* Given records:
════════════════

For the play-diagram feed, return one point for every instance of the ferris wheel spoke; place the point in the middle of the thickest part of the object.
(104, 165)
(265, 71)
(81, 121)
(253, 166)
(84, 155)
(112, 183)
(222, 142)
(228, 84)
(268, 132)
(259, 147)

════════════════

* What the task asks: Repeat the material above exactly.

* Reply:
For the play-diagram feed, return one point for every instance of the ferris wheel spoke; place the point in the middle of the thickest part of the object.
(104, 165)
(265, 71)
(81, 121)
(253, 166)
(84, 155)
(112, 183)
(222, 142)
(228, 84)
(268, 132)
(259, 147)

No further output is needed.